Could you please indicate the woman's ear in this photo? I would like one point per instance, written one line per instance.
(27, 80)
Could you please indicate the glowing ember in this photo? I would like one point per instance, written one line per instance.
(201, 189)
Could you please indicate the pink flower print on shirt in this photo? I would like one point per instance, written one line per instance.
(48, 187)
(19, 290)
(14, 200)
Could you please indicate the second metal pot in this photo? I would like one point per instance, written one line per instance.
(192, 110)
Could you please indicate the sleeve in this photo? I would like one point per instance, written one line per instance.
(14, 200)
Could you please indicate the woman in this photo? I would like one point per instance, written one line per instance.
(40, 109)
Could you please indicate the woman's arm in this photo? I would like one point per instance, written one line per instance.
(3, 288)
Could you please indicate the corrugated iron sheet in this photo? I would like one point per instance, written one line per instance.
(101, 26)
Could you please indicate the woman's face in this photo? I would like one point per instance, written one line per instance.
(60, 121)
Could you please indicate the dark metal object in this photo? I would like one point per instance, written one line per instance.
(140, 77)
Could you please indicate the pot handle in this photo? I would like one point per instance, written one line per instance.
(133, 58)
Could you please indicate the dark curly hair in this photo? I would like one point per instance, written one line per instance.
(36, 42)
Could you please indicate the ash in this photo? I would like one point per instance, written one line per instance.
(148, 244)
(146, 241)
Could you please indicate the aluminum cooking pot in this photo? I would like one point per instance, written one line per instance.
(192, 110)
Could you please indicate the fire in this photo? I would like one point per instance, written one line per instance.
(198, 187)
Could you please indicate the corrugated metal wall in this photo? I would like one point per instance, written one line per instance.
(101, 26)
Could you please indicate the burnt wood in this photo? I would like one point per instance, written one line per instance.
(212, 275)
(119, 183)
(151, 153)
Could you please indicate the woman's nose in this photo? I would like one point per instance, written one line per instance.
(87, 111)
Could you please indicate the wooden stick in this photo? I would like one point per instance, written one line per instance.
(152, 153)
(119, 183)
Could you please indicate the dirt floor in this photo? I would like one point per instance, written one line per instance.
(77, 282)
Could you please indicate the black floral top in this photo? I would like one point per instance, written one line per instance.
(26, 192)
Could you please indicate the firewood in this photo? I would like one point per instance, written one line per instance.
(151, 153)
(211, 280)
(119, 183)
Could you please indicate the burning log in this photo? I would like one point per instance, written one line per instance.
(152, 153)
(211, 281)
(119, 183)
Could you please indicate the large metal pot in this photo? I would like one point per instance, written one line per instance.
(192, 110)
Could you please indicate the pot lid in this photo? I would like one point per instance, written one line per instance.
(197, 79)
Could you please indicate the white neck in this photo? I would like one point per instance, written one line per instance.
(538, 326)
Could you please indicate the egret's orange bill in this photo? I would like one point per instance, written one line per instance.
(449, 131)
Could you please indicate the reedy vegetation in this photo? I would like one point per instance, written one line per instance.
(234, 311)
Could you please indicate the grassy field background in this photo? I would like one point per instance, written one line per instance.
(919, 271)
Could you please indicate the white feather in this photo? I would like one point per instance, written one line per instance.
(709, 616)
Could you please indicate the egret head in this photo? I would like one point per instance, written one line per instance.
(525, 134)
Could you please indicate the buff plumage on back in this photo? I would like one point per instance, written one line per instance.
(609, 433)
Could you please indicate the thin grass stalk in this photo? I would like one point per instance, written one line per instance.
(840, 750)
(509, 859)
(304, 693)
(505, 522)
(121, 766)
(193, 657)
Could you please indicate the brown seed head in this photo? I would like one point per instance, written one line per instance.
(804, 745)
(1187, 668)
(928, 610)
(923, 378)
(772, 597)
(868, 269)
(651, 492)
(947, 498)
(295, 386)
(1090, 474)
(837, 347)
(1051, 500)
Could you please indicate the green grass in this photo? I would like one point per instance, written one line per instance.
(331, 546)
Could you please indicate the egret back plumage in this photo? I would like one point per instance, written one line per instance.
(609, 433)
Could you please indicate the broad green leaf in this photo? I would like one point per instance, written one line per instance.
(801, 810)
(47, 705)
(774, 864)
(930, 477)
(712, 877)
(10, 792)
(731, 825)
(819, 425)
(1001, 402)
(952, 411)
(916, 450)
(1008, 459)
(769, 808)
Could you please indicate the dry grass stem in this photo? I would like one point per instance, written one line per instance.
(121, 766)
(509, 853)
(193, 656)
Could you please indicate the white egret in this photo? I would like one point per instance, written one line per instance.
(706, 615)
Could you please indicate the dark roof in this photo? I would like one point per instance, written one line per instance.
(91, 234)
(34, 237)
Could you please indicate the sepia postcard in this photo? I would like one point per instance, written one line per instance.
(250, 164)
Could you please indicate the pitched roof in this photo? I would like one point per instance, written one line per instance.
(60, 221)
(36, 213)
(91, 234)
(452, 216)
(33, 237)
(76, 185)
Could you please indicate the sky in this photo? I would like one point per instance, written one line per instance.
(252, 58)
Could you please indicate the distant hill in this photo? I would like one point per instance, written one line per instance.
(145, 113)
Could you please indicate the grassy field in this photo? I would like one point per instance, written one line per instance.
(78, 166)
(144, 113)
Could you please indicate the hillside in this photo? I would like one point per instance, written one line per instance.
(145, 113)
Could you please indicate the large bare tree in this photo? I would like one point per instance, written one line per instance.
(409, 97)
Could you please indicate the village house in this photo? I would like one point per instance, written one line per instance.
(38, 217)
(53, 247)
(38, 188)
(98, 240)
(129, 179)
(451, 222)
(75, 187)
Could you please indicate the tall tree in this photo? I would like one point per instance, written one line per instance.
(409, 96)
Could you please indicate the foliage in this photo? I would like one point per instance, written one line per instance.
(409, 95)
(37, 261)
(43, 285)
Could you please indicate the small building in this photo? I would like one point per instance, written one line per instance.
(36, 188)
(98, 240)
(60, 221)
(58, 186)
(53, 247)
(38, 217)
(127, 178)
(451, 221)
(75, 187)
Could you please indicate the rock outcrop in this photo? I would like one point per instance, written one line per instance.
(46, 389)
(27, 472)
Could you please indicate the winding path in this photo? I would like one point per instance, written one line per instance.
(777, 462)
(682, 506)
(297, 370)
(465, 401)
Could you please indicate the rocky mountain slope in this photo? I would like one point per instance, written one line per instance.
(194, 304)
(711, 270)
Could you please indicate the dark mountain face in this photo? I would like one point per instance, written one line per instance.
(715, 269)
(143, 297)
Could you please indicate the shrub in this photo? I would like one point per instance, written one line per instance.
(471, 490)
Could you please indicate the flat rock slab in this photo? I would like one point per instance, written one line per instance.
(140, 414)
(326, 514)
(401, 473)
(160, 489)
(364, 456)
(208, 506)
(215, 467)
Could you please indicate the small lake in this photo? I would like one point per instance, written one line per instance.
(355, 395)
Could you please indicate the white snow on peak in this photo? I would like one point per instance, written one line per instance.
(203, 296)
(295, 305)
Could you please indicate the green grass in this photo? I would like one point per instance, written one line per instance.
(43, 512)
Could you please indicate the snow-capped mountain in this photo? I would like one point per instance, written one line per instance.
********
What the task asks
Rewrite the data above as a numbered list, omitting any blank lines.

Response below
1. Could you please indicate the woman's ear in this photo? I would like one point per instance, written one line per instance.
2. (27, 80)
3. Could you please indicate the glowing ember in this photo? I would like one point per instance, written one line per instance.
4. (201, 189)
5. Could you please indicate the pink flower print on shirt in this photo? I would like one point per instance, written one line per instance.
6. (48, 187)
7. (19, 290)
8. (14, 200)
9. Could you please indicate the second metal pot in this photo? I would like one point per instance, written one line per instance.
10. (192, 110)
11. Could you please indicate the sleeve in this photo? I would like one point per instance, written one line per instance.
12. (14, 200)
13. Could you please indicate the woman in this photo? I would like one point per instance, written one line per instance.
14. (40, 109)
15. Could you please indicate the woman's arm in this photo? I would like one point per instance, written one line per instance.
16. (3, 288)
17. Could you please indicate the corrugated iron sheet in this photo? I would like one point per instance, written one line per instance.
18. (101, 26)
19. Could you please indicate the woman's face in this photo? I would like one point per instance, written one line per instance.
20. (60, 121)
21. Could you please indicate the dark metal object in this photo? I would like one point per instance, written one line per instance.
22. (140, 77)
23. Could you please indicate the pot handle in this photo? I would like one point per instance, written one line per instance.
24. (133, 58)
25. Could you please indicate the dark curly hair in this photo? I would like one point per instance, written one line per instance.
26. (36, 42)
27. Could you please indicate the ash in this photo? I would like one point per instance, written one line per instance.
28. (148, 244)
29. (146, 241)
30. Could you please indicate the aluminum cooking pot in this photo? I would like one point per instance, written one line per instance.
31. (192, 110)
32. Could you please indicate the fire in this photo? I would like one point per instance, written one line per instance.
33. (198, 187)
34. Could you please indicate the corrugated metal wall in this photo? I would like one point per instance, written one line per instance.
35. (101, 26)
36. Could you please indicate the burnt wood in this photo? I would like one point per instance, written one line per instance.
37. (212, 275)
38. (119, 183)
39. (151, 153)
40. Could you please indicate the woman's nose in this photo? I would like one point per instance, written one line per instance.
41. (87, 111)
42. Could you please indicate the wooden stick in this photo? I would like one point per instance, written one line per instance.
43. (152, 153)
44. (119, 183)
45. Could you please indicate the dirt floor in this photo? I would like one point per instance, written one line per instance.
46. (77, 282)
47. Could you please indicate the black floral top in this photo? I would like one point per instance, written one line per instance.
48. (26, 192)
49. Could you please indicate the firewood in this photo? I would like one point per instance, written one line per instance.
50. (151, 153)
51. (211, 280)
52. (119, 183)
53. Could you please indicate the burning log in this photo? I would like one point per instance, written one line per instance.
54. (152, 153)
55. (211, 281)
56. (119, 183)
57. Could you please indicate the large metal pot in this photo? I would like one point per instance, written one line per instance.
58. (192, 110)
59. Could you please indicate the pot lid in this photo? I would like one point per instance, written one line per instance.
60. (197, 79)
61. Could you please indicate the white neck in this photo? I would like one point per instance, written one line per instance.
62. (538, 326)
63. Could you please indicate the egret's orange bill in this photo? I would like one point per instance, written one line per instance.
64. (449, 131)
65. Could you please indicate the reedy vegetation in this photo? I would like one point per instance, written one line per instance.
66. (234, 311)
67. Could you please indicate the grassy field background in this photo? I would like one point per instance, written one line per instance.
68. (919, 271)
69. Could you please indicate the white feather in this photo? I would like one point per instance, written one line per instance.
70. (709, 616)
71. Could you please indicate the egret head in this photo? I would like one point per instance, written one line per instance.
72. (525, 134)
73. Could you please indicate the buff plumage on back in this photo? I would like one point per instance, written one line per instance.
74. (609, 433)
75. Could you please indicate the thin grass stalk in this photo? I would like one point per instance, written one line per instance.
76. (840, 750)
77. (509, 859)
78. (304, 693)
79. (505, 522)
80. (121, 766)
81. (193, 657)
82. Could you please indicate the brown seed head in this photo? I would like one point per instance, written one line per instance.
83. (804, 745)
84. (1187, 668)
85. (928, 610)
86. (923, 378)
87. (772, 597)
88. (868, 269)
89. (651, 492)
90. (947, 498)
91. (295, 386)
92. (1090, 474)
93. (837, 347)
94. (1051, 500)
95. Could you please indicate the green grass in this photo? I would like one point per instance, written one line per instance.
96. (331, 546)
97. Could you please indicate the egret back plumage in this photo? I would like one point per instance, written one line per instance.
98. (609, 433)
99. Could you please indicate the broad green leaf in this photo? I would like one point per instance, written one line per instance.
100. (801, 810)
101. (47, 705)
102. (774, 864)
103. (930, 477)
104. (712, 877)
105. (10, 792)
106. (731, 825)
107. (819, 425)
108. (1001, 402)
109. (952, 411)
110. (916, 450)
111. (1008, 459)
112. (769, 808)
113. Could you please indicate the dry grass stem in this photo? I would like one point per instance, written one line per instance.
114. (121, 766)
115. (509, 853)
116. (193, 656)
117. Could you please indicate the white egret in this photo? I would like one point per instance, written one line per instance.
118. (706, 615)
119. Could you please indicate the dark roof in this photo? I would like one point per instance, written one line per instance.
120. (91, 234)
121. (34, 237)
122. Could you please indicate the sepia postcard in this photo? I would like one point per instance, written one line per instance.
123. (250, 164)
124. Could you please indicate the pitched roof in this photo? I would like one point per instance, written one line per instance.
125. (60, 221)
126. (36, 213)
127. (91, 234)
128. (452, 216)
129. (33, 237)
130. (76, 185)
131. Could you please indicate the sky in this photo? I would like one point per instance, written one line per instance.
132. (252, 58)
133. Could you please indicate the distant hill in this photo? I would like one point per instance, written one line per instance.
134. (145, 113)
135. Could you please indicate the grassy field in this photo? I would like one point per instance, written one line per instance.
136. (78, 166)
137. (144, 113)
138. Could you please indicate the hillside in this photo? I would like one point per instance, written one line per instance.
139. (145, 113)
140. Could you please indicate the large bare tree in this photo? I would like one point per instance, written one line per instance.
141. (409, 97)
142. Could you please indicate the village house in this photo? I would like one point per instance, written one line per instance.
143. (38, 217)
144. (53, 247)
145. (38, 188)
146. (98, 240)
147. (129, 179)
148. (451, 222)
149. (75, 187)
150. Could you please indicate the tall tree in this photo? I would like one point per instance, written one line per instance.
151. (409, 96)
152. Could you please indicate the foliage in this photo? I would like one point per instance, written one line per instance.
153. (409, 95)
154. (37, 261)
155. (43, 285)
156. Could you please indicate the small building in this photo? I would like one point per instance, written one line per instance.
157. (36, 188)
158. (98, 240)
159. (60, 221)
160. (58, 186)
161. (53, 247)
162. (38, 217)
163. (127, 178)
164. (451, 221)
165. (75, 187)
166. Could you please indicate the rock outcrop in this photo? I would like one point per instance, written one line per instance.
167. (46, 389)
168. (27, 472)
169. Could you please indicate the winding path in this photo? I would like one point per instance, written one line per instance.
170. (777, 462)
171. (682, 506)
172. (297, 370)
173. (465, 401)
174. Could you please indicate the rocky mountain slope in this photo? I would like one point per instance, written one line per instance.
175. (194, 304)
176. (711, 270)
177. Could you please indicate the dark mountain face in this photo? I would like one point per instance, written one line per instance.
178. (715, 269)
179. (143, 297)
180. Could you please indicate the shrub in this photo? I would like one point per instance, written one line per instance.
181. (471, 490)
182. Could you please indicate the flat rock slab in this photo? I would like one point per instance, written one line per instance.
183. (140, 414)
184. (326, 514)
185. (401, 473)
186. (160, 489)
187. (364, 456)
188. (208, 506)
189. (215, 467)
190. Could you please indicate the small lake in this photo? I would like one point per instance, written one line per instance.
191. (355, 395)
192. Could you please indicate the white snow on peak in this photo? I would like one point per instance, written one line per instance.
193. (203, 296)
194. (295, 305)
195. Could you please indicate the green grass in this photo? I would like one point per instance, written one line per instance.
196. (43, 512)
197. Could you please indicate the snow-capped mountain in this photo? I would like one point per instance, written one line per instance.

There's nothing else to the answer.